### TASK INSTRUCTIONS
Make an exact copy of the records, with the images left out.

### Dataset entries
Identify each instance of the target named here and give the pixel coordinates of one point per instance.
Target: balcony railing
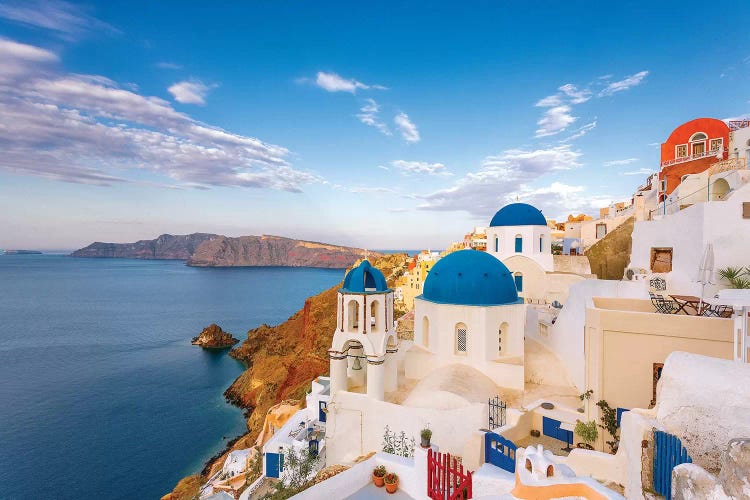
(728, 165)
(714, 152)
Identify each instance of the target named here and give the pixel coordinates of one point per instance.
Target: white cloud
(86, 129)
(580, 132)
(555, 120)
(577, 96)
(168, 65)
(190, 92)
(369, 115)
(640, 171)
(500, 179)
(408, 130)
(624, 84)
(420, 167)
(67, 20)
(626, 161)
(335, 83)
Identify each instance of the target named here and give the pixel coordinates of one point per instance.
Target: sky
(384, 125)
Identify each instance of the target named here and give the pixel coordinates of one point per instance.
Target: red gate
(446, 479)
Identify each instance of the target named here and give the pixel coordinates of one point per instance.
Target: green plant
(398, 444)
(587, 431)
(609, 422)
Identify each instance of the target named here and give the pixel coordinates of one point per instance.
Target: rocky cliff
(281, 361)
(610, 256)
(213, 337)
(166, 246)
(213, 250)
(273, 251)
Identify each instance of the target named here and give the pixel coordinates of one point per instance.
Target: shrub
(587, 431)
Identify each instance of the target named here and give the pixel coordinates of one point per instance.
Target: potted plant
(588, 432)
(425, 435)
(378, 475)
(391, 482)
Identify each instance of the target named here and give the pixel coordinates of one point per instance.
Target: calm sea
(101, 393)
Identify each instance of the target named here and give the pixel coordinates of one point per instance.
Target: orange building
(690, 149)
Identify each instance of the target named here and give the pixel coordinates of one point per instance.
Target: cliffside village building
(515, 348)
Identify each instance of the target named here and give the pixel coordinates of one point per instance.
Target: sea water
(101, 393)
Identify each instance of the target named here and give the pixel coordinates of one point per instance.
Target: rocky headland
(166, 246)
(281, 361)
(213, 337)
(212, 250)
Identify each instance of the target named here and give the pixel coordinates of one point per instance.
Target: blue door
(499, 451)
(272, 465)
(322, 405)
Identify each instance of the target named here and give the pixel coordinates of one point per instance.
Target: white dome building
(365, 343)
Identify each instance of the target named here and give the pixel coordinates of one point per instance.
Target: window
(661, 260)
(461, 339)
(501, 332)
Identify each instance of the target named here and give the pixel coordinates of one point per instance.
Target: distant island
(213, 250)
(21, 252)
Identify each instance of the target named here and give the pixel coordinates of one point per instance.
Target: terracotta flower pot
(392, 487)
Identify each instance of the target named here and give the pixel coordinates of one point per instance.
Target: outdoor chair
(718, 311)
(663, 305)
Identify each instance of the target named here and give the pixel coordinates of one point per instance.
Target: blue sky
(383, 125)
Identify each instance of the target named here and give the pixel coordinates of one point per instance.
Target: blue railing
(668, 454)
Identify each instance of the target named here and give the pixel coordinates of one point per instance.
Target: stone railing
(728, 165)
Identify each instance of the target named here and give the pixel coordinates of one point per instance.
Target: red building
(690, 149)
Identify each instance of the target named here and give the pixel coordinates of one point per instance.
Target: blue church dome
(364, 279)
(518, 214)
(471, 278)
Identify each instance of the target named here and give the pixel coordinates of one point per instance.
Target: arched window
(502, 334)
(375, 319)
(698, 143)
(461, 339)
(353, 312)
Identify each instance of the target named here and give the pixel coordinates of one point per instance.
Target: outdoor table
(690, 302)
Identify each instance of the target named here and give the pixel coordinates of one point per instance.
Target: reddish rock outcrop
(213, 337)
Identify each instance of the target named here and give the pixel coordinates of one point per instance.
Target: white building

### EXERCISE SOLUTION
Identify each instance of the target named here and give the pixel coordinates of one point per instance.
Target: balcony railing
(728, 165)
(714, 152)
Identify each instance of the target named here and give the pixel coordinates of one point per instance.
Target: white cloud
(86, 129)
(580, 132)
(555, 120)
(577, 96)
(168, 65)
(190, 92)
(369, 115)
(640, 171)
(500, 179)
(408, 130)
(624, 84)
(420, 167)
(67, 20)
(626, 161)
(335, 83)
Identify each instance of the target named here and give the pixel coordinates of one point per instance.
Target: sky
(384, 125)
Identify each instance of the target named here and give the pixel coordinates of one point per instance.
Target: red gate
(446, 479)
Identify each instance of the target named here and give the pixel coordinates of one point per instance.
Target: green plant
(398, 444)
(587, 431)
(609, 422)
Identify each instance of the target named here and give the pixel coordinates of one point per instance.
Target: rocky cliff
(281, 361)
(610, 256)
(213, 337)
(166, 246)
(213, 250)
(273, 251)
Identify each instance of the target named here and give the pixel coordinates of one point per instance.
Target: shrub
(587, 431)
Identify each instance of the target named here and give the pixel coordinates of one point per instance.
Target: potted plant
(588, 432)
(425, 435)
(378, 475)
(391, 482)
Identify each instance of the target named here and give the pixel coordinates of one point per instance.
Target: calm sea
(101, 393)
Identify each instance of the target named here and give the pixel coordinates of one point per instance.
Target: orange building
(690, 149)
Identify each instance of the target named here and give the pixel coordinates of one point per instance.
Target: cliffside village building
(515, 348)
Identify each instance of the target named here and give the pixel coordinates of one point per instance.
Target: sea water
(101, 393)
Identify each instance of the target named here and give the pixel coordinates of one point per instance.
Target: rocky headland
(166, 246)
(281, 361)
(213, 337)
(212, 250)
Identify each instance of the target named here and give the pixel coordinates of one point per instance.
Target: blue door
(499, 451)
(272, 465)
(322, 405)
Identify each instance of the target named here and give the pixel coordinates of one point per instance.
Target: white dome building
(365, 343)
Identify each instance of the target named here and give the pixel coordinates of one point per instance.
Target: window
(661, 260)
(461, 339)
(501, 332)
Identify each instance of the target named here and give the pixel coordinates of one point per instance.
Target: distant island
(213, 250)
(21, 252)
Identify each instance of the target named here and give the pixel coordinates of one point per instance.
Target: terracotta flower pot
(392, 487)
Identify each instance of the target named here and give the pixel coordinates of one point per instance.
Target: outdoor chair
(718, 311)
(663, 305)
Identify each instance of the target named here and give the pixel coordinates of one point per instance.
Target: blue sky
(383, 125)
Identify each instance of the target named here and give the pixel coordinates of one point per instance.
Target: blue railing
(668, 454)
Identify each instance of the target named here and give the pixel coordinates of one point per instance.
Target: stone railing
(728, 165)
Identify each instance of the target named here and give the pixel coordinates of one point per instance.
Target: red building
(690, 149)
Identify each instance of the target named here and give the pixel coordinates of one point per instance.
Target: blue church dome
(364, 279)
(518, 214)
(471, 278)
Identify each instance of the target named here and give the pixel coordinates of one point per instance.
Target: arched window
(502, 334)
(375, 319)
(698, 143)
(461, 339)
(353, 312)
Identify each instance of the target named here and give the pixel coordinates of one point per instance.
Target: outdoor table
(690, 302)
Identify each instance of the target named here and give the pixel coordinates of one point per instance.
Target: reddish rock outcrop
(213, 337)
Identify each instance of the target named here and give the pixel coordinates of one point per instance.
Target: white building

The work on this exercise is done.